Repeat the whole listing exactly as written.

◆ ◆ ◆ ◆ ◆

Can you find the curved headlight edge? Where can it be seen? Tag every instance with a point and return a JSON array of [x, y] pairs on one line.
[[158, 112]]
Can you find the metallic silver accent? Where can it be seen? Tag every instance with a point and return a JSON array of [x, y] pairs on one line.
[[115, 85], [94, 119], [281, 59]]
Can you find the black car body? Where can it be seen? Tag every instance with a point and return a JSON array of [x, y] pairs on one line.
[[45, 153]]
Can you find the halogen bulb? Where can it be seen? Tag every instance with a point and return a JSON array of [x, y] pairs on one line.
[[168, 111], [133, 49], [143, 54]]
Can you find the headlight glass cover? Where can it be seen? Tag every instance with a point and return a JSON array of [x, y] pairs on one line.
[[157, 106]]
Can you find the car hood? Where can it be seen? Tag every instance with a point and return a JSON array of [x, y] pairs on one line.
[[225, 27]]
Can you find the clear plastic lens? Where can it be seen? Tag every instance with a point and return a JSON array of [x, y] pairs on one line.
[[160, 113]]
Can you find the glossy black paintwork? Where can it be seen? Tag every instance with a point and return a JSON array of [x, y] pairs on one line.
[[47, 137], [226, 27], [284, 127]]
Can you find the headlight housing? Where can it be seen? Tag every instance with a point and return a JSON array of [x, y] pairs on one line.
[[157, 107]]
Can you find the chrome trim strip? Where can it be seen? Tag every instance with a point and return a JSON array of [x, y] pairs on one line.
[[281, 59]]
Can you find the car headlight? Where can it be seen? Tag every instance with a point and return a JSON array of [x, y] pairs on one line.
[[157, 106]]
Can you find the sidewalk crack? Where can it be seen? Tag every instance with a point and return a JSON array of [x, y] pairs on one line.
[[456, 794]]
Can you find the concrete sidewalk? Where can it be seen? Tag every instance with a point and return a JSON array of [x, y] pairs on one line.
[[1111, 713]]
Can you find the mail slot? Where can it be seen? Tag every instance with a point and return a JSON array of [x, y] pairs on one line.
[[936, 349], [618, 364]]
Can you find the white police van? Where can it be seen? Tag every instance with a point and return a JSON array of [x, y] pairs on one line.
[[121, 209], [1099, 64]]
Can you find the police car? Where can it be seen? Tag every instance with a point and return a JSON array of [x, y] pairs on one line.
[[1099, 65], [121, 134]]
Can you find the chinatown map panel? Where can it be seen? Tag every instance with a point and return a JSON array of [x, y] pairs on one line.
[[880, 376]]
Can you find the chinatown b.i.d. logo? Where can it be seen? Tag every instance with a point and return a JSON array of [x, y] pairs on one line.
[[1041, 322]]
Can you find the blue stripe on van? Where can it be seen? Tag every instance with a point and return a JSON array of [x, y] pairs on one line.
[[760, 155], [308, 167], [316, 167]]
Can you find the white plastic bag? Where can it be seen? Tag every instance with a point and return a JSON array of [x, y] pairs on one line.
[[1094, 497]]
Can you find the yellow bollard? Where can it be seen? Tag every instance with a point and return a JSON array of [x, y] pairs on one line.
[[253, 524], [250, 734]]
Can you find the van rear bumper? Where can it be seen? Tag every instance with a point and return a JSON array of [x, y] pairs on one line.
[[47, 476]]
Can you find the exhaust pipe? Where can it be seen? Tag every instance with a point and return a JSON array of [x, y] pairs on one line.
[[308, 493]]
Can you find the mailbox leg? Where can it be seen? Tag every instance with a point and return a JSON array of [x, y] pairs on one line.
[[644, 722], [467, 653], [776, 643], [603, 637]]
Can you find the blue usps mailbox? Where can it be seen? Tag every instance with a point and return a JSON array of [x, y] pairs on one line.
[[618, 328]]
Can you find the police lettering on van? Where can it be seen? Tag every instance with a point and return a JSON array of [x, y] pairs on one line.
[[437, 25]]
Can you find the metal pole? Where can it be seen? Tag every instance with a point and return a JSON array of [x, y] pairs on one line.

◆ ◆ ◆ ◆ ◆

Final answer
Can you find the curved headlight edge? Where can it be seen? Tag every instance with a point and return a JSON array of [x, y] pairs on one line.
[[158, 112]]
Can you find the metallic silver accent? Where can it be seen? Tag every instance with a point and return a JSON array of [x, y] pairs on one line.
[[115, 85], [94, 119], [281, 59]]
Can you find the black car body? Where can it be seen? Tag every instance with a point and return a JSON array of [x, y] pairs on one line.
[[45, 153]]
Can you find the halogen bulb? Where can it be seen? Tag every instance with a point and return a JSON array of [x, y] pairs on one line.
[[168, 111], [133, 49], [143, 54]]
Can you find the headlight glass cover? Where can it be seen? Tag every instance with a point and return a JSON array of [x, y] pairs on one line.
[[157, 106]]
Can you find the car hood? Where can it be seen? Tag every instance with a point and return a JSON array of [x, y] pairs on one line.
[[225, 27]]
Can you find the clear plastic lens? Where can it be seen? Tag every instance with a point and return a JSON array of [x, y] pairs on one line.
[[160, 113]]
Can you find the glossy black paintwork? Where can it be seen? Tag every instance with a point and return a JSON array of [x, y] pairs on one line.
[[47, 137], [226, 27], [284, 127]]
Can you find the headlight housing? Where can it be seen? Tag every instance with a point and return a JSON array of [x, y] pairs on one line.
[[157, 107]]
Can you find the chrome trim strip? Where can it be seen? Tag every instance with a point and return a JSON array of [x, y] pairs on one line.
[[281, 59]]
Can you find the car headlight? Where can it be seen? Tag every instance with a point and return a JSON array of [x, y] pairs on one line.
[[157, 106]]
Can you find the sidewalk crack? Where can it be seen? Tag every instance with a point and return a JSON array of [x, y] pairs on one line.
[[456, 794]]
Can you find the concrete sidewalk? Where can it be seen? Tag every instance with a point and return a JSON array of [x, y] pairs on one line.
[[1111, 713]]
Can you find the mail slot? Where can it be seen? Tag every instance with a point and return a JSON array of [x, y] pairs on one line.
[[936, 349], [618, 364]]
Can you find the white police van? Where can it be seen? Tag every instance with a point and return a JSON array of [x, y] pairs on one line.
[[121, 209], [1099, 64]]
Can you find the police car? Where can it be seen? Tag every instance with a point and return a JSON array of [x, y] pairs on one line.
[[1099, 65], [121, 134]]
Can you find the chinatown map panel? Where can it be seen? Tag every instance with a point and return a JSON array of [x, y] pairs on one line.
[[880, 376]]
Can you find the chinatown b.i.d. logo? Where can it be seen? Tag every instance with a point and return a JSON array of [x, y] pairs on one line.
[[1041, 322]]
Can you find the blue stripe on van? Where can it be seen? Tag every instance with a point and return a JSON array of [x, y] pairs on one line.
[[760, 155], [308, 167], [316, 167]]
Can you find the white plastic bag? Where can it be seen? Tag every instance with a point and return a JSON array of [x, y] pairs on one line.
[[1094, 497]]
Can you find the yellow bollard? Where can it be seen? Tag every instance with a point and return a JSON array of [x, y] pairs on one line.
[[253, 524], [250, 734]]
Can you find the van rear bumper? Where can it be seen? Tag every instance with a point and return a JSON array of [x, y] pairs on one line.
[[47, 476]]
Can you find the exhaust pipe? Where can it be seen? Tag every instance with a point and return a JSON array of [x, y] pairs on one line.
[[308, 493]]
Can you find the mailbox leg? Where can it be seen? Tag every instance with a point and return a JSON array of [x, y] pairs on one line.
[[644, 722], [467, 653], [776, 643], [603, 637]]
Can you find the blue usps mailbox? Where can it be seen? Tag every instance with a point and return a JSON array of [x, y] pairs on one line.
[[618, 328]]
Can you find the police lettering on van? Where can it be seen? Tag every instance with a point and return a JSON array of [x, y] pairs on one line.
[[437, 25]]
Can you find the metal pole? Where can it be seen? Tag every instance with a point and return a JSON array of [x, y] pairs on one line.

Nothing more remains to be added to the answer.